** TASKS **
A. Copy out the part of the triple lock article between "Altmann has argued that the decision" and "8 per cent.", inclusive.
B. According to the triple lock article, why did the government decide to break the triple lock this year?

(Beginning of PASSAGE SHOWN)

The House of Lords has rejected government plans to scrap the triple lock on state pension for this year.
In a debate on this legislation, peers backed an amendment put down by former pensions minister Ros Altmann to restore the link with the state pension and earnings.
A total of 220 votes were in favour of this amendment, and 178 against. As a result this legislation will now go back to the House of Commons for another vote.
Altmann has argued that the decision to abandon the triple lock for one year broke manifesto promises from all parties, and would leave the poorest pensioners struggling with rising fuel and food bills.
Under this year’s ‘double lock’ the state pension had been due to rise by 3.1 per cent in April, based on September’s inflation figures. However in his budget last week Rishi Sunak said that inflation was set to average at 4 per cent over the coming years.
The decision to break the triple lock followed concerns that a rise in average earnings, following distortions caused by the Covid furlough scheme, would see the state pension rise by 8 per cent.
However Altmann has argued that there is scope to restore the link to earnings but adjust this figure to take into account distortions caused by the Covid pandemic, and that MPs in the Commons were not given this information when they were previously asked to vote on abandoning the triple lock.

(End of PASSAGE SHOWN)
(Beginning of DATASET EXCERPTS)

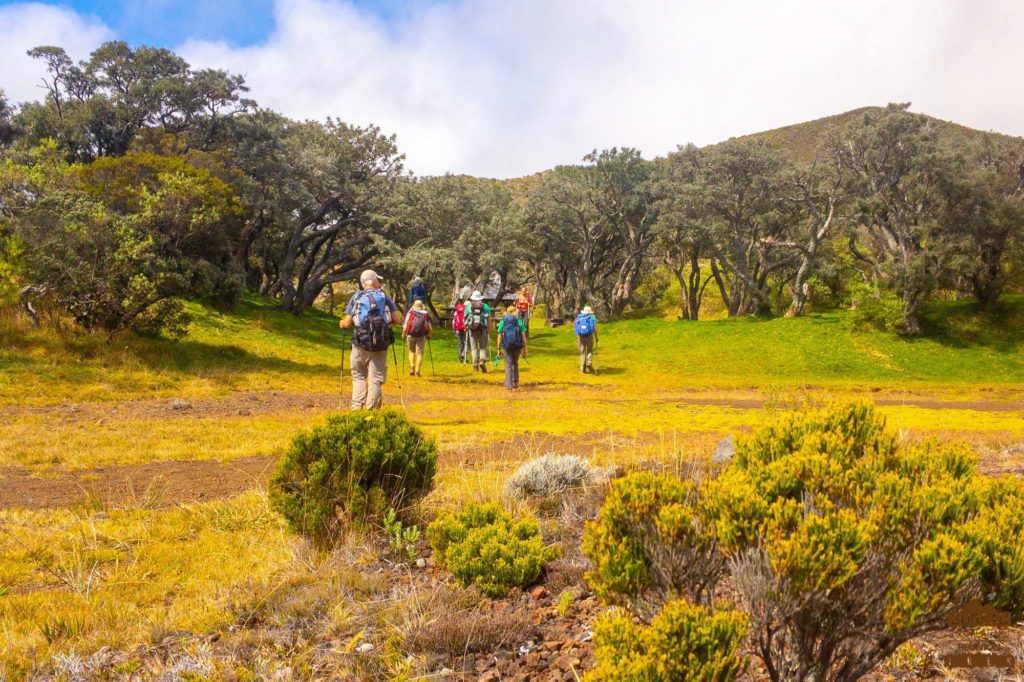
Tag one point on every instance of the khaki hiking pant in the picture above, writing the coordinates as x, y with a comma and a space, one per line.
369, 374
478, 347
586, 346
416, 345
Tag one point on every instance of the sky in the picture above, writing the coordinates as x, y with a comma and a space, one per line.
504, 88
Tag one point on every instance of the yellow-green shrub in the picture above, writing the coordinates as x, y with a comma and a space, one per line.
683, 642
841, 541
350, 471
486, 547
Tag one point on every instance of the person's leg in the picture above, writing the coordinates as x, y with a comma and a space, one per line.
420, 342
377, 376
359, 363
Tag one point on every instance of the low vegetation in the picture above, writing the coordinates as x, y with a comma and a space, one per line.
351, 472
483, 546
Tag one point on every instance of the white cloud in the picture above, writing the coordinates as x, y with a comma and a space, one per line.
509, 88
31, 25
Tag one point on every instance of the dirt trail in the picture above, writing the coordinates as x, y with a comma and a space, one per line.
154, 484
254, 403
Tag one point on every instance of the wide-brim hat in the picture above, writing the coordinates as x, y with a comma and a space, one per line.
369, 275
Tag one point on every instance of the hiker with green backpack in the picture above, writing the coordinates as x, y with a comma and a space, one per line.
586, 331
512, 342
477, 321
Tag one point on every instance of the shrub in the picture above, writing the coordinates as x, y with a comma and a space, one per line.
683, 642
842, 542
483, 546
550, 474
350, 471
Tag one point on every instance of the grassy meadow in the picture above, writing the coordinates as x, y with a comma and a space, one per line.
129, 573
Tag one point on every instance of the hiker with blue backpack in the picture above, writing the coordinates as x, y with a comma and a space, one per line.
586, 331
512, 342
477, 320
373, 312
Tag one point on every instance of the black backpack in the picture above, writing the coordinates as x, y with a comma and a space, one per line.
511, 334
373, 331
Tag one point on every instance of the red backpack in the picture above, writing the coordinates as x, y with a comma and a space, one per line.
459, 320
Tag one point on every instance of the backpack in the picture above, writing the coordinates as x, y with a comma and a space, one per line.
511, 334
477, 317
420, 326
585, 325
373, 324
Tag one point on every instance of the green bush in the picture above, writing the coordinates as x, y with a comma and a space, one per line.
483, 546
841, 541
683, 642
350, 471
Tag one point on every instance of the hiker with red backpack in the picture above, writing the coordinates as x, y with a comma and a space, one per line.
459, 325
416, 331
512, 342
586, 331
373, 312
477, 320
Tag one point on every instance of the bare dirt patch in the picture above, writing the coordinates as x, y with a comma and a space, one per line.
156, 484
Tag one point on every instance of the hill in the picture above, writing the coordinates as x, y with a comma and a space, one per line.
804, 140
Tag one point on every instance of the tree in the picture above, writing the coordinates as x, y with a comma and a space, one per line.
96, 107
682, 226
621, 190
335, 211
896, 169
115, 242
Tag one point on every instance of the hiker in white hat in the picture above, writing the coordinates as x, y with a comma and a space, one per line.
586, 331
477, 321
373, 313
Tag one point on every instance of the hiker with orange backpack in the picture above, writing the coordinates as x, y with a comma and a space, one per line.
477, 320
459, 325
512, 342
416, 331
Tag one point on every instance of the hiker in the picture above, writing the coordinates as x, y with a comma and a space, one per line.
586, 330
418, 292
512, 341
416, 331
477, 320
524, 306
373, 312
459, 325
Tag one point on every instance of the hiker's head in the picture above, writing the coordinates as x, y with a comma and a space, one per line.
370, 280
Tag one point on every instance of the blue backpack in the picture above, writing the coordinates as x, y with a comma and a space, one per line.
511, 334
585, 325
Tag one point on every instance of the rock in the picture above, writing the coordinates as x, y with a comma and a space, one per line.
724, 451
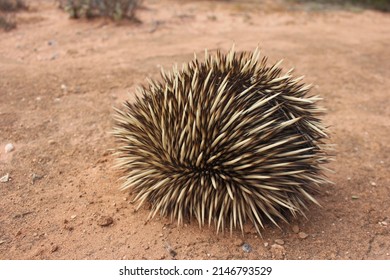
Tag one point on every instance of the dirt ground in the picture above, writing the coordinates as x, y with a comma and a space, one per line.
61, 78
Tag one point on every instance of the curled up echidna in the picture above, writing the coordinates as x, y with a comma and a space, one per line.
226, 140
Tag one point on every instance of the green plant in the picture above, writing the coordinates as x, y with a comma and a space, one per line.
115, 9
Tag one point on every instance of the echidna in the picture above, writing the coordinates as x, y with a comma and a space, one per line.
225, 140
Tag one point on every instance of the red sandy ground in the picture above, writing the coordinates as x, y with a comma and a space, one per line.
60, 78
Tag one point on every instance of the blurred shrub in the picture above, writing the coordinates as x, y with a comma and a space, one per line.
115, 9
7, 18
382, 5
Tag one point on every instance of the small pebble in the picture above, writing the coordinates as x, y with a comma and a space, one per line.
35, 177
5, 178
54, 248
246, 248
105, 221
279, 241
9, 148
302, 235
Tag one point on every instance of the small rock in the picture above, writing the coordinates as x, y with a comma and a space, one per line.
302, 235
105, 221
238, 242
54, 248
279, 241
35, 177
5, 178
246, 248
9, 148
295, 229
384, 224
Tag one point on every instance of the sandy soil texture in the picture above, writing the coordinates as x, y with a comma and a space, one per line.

(End of DATASET EXCERPTS)

** ANSWER SECTION **
A.
Altmann has argued that the decision to abandon the triple lock for one year broke manifesto promises from all parties, and would leave the poorest pensioners struggling with rising fuel and food bills.
Under this year’s ‘double lock’ the state pension had been due to rise by 3.1 per cent in April, based on September’s inflation figures. However in his budget last week Rishi Sunak said that inflation was set to average at 4 per cent over the coming years.
The decision to break the triple lock followed concerns that a rise in average earnings, following distortions caused by the Covid furlough scheme, would see the state pension rise by 8 per cent.

B. There were concerns that a rise in average earnings, which followed distortions caused by the Covid furlough scheme, would make the state pension rise by 8 per cent.